Give every line of the rows below as a numbered list, leaving out the blank lines.

Annotation dataset entries

▼

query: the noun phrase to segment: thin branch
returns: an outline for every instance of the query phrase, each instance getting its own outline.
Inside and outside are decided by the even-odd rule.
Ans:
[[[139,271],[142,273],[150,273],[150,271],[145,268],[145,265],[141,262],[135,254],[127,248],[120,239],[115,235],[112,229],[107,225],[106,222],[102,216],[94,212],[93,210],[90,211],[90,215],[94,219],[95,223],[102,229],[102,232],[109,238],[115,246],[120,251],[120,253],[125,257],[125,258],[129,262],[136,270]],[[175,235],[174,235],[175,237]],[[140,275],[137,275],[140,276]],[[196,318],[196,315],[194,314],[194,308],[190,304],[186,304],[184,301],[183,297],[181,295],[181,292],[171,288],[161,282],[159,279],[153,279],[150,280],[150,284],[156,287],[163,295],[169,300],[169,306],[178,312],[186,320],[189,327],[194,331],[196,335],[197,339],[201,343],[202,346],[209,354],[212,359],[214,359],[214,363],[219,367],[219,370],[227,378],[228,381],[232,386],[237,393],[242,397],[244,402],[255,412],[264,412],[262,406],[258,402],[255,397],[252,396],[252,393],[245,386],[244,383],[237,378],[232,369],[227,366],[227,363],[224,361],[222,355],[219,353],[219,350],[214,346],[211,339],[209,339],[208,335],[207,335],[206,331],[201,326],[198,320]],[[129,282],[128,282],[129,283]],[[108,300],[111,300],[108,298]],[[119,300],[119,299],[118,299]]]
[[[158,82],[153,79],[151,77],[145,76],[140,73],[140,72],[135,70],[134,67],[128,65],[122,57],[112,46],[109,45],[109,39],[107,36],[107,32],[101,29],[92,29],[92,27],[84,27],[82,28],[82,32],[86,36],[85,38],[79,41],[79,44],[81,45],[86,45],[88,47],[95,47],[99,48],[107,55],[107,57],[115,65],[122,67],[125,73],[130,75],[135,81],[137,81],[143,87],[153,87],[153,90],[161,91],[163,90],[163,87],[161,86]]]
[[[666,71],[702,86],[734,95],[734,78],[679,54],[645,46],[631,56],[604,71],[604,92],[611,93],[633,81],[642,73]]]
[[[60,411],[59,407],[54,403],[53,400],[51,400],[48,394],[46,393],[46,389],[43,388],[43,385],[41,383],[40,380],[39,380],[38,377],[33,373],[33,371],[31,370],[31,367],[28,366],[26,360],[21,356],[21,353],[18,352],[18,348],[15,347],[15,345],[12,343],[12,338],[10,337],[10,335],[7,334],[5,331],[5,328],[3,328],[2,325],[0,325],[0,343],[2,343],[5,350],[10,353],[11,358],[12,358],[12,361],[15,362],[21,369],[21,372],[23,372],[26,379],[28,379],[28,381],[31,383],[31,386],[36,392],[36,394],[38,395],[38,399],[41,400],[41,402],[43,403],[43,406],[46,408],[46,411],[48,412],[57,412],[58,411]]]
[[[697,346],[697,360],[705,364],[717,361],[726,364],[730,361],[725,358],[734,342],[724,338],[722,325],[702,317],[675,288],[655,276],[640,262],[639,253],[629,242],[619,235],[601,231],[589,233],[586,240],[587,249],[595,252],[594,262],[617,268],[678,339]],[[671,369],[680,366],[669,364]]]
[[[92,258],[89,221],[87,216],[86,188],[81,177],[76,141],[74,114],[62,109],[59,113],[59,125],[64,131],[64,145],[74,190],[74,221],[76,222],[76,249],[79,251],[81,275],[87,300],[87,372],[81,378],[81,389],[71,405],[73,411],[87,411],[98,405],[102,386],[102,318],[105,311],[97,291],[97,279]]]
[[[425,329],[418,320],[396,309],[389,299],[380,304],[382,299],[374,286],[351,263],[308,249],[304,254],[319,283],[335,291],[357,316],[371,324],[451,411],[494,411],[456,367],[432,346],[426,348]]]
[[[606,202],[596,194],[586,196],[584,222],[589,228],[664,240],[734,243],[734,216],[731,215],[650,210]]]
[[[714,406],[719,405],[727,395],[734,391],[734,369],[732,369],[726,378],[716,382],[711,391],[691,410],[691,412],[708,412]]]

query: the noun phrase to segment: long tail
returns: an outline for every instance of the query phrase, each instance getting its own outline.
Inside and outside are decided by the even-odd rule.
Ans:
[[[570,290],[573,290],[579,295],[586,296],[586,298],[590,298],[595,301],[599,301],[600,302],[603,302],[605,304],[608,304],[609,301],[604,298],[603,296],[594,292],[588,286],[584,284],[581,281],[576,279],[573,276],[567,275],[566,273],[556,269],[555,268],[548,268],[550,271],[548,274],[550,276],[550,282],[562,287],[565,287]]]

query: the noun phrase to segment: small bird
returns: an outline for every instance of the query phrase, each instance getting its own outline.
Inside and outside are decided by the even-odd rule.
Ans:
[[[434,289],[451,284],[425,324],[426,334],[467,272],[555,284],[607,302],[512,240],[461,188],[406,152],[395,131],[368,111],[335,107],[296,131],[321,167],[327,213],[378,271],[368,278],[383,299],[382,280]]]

▲

▸ RESPONSE
1. query: the noun phrase to segment: thin branch
2. returns: an outline for every instance of the query phrase, each instance getting its own outline.
3. Inside and outside are decided by the even-odd rule.
4. Ans:
5. [[[139,271],[142,273],[150,273],[150,271],[145,268],[145,265],[141,262],[135,254],[127,248],[120,239],[115,235],[112,229],[107,225],[106,222],[102,216],[94,212],[93,210],[90,211],[90,215],[94,219],[95,223],[102,229],[102,232],[109,238],[115,246],[120,251],[120,253],[125,257],[125,258],[129,262],[136,270]],[[175,235],[174,235],[175,237]],[[140,275],[137,275],[140,276]],[[196,318],[196,315],[194,314],[194,308],[190,304],[186,304],[184,301],[183,297],[181,295],[181,292],[171,288],[161,282],[159,279],[153,279],[150,280],[150,284],[156,287],[163,295],[169,300],[169,306],[178,312],[186,320],[189,327],[194,331],[196,335],[197,339],[201,343],[202,346],[209,354],[212,359],[214,359],[214,363],[219,367],[219,370],[227,378],[228,381],[232,386],[237,393],[242,397],[244,402],[255,412],[264,412],[262,406],[258,402],[255,397],[252,396],[252,393],[245,386],[244,383],[237,378],[232,369],[227,366],[227,363],[224,361],[222,355],[219,353],[219,350],[214,346],[211,339],[209,339],[208,335],[207,335],[206,331],[201,326],[198,320]],[[129,282],[128,282],[129,283]],[[108,300],[111,300],[108,298]],[[119,300],[119,299],[118,299]]]
6. [[[158,82],[153,79],[151,77],[145,76],[140,73],[140,72],[135,70],[134,67],[128,65],[122,57],[112,46],[109,45],[109,39],[107,36],[107,32],[101,29],[92,29],[92,27],[84,27],[82,28],[82,32],[86,36],[85,38],[79,41],[79,44],[81,45],[86,45],[88,47],[95,47],[99,48],[107,55],[107,57],[115,65],[122,67],[125,73],[130,75],[135,81],[137,81],[143,87],[153,87],[153,90],[161,91],[163,90],[163,87],[161,86]]]
7. [[[666,71],[702,86],[734,95],[734,78],[679,54],[645,46],[631,56],[604,71],[604,92],[611,93],[633,81],[642,73]]]
8. [[[60,411],[59,407],[54,403],[53,400],[51,400],[48,394],[46,393],[46,389],[43,388],[43,385],[41,383],[40,380],[39,380],[38,377],[33,373],[33,371],[31,370],[31,367],[28,366],[26,360],[21,356],[21,353],[18,352],[18,348],[15,347],[15,345],[12,343],[12,338],[10,337],[10,335],[7,334],[5,331],[5,328],[3,328],[2,325],[0,325],[0,343],[2,343],[5,350],[10,353],[11,358],[12,358],[12,361],[15,362],[21,369],[21,372],[23,372],[26,379],[28,379],[28,381],[31,383],[31,386],[36,392],[36,394],[38,395],[38,399],[41,400],[41,402],[43,403],[43,406],[46,408],[46,411],[48,412],[57,412],[58,411]]]
9. [[[697,346],[697,360],[705,364],[717,361],[726,364],[730,361],[725,358],[734,342],[724,338],[722,325],[702,317],[675,288],[655,276],[640,262],[639,253],[629,242],[619,235],[601,231],[589,233],[586,240],[587,249],[595,252],[594,262],[617,268],[678,339]],[[671,369],[680,366],[669,364]]]
10. [[[92,258],[89,221],[87,216],[86,188],[81,177],[76,141],[74,114],[62,109],[59,113],[59,125],[64,131],[64,145],[74,190],[74,221],[76,222],[76,249],[79,251],[81,275],[87,300],[87,372],[81,378],[81,389],[71,405],[73,411],[87,411],[98,405],[102,386],[102,318],[105,311],[97,291],[97,279]]]
11. [[[425,329],[418,320],[396,309],[389,299],[380,304],[382,299],[374,286],[351,263],[308,249],[304,254],[319,283],[335,291],[357,316],[371,324],[451,411],[494,411],[456,367],[432,346],[426,348]]]
12. [[[606,202],[596,194],[586,196],[584,222],[589,228],[664,240],[734,243],[734,216],[731,215],[650,210]]]
13. [[[714,406],[719,405],[727,395],[734,391],[734,369],[732,369],[726,378],[716,382],[711,391],[691,410],[691,412],[708,412]]]
14. query: the noun phrase to segment: long tail
15. returns: an outline for every instance of the query phrase, each instance getting its own outline.
16. Inside and outside are decided by the even-odd rule.
17. Ans:
18. [[[570,290],[573,290],[579,295],[586,296],[586,298],[590,298],[595,301],[599,301],[600,302],[603,302],[605,304],[608,304],[609,301],[604,298],[603,296],[594,292],[588,286],[584,284],[581,281],[576,279],[573,276],[567,275],[566,273],[556,269],[555,268],[548,268],[550,271],[548,274],[550,276],[550,282],[562,287],[565,287]]]
19. query: the noun phrase to segment: small bird
20. returns: an outline for every instance of the query phrase, each instance getting its own outline.
21. Inside and outside are decided by the even-odd rule.
22. Ans:
23. [[[434,289],[451,284],[425,324],[426,334],[467,272],[555,284],[607,302],[512,240],[461,188],[406,152],[395,131],[368,111],[335,107],[296,131],[321,167],[327,213],[378,271],[368,278],[383,299],[382,280]]]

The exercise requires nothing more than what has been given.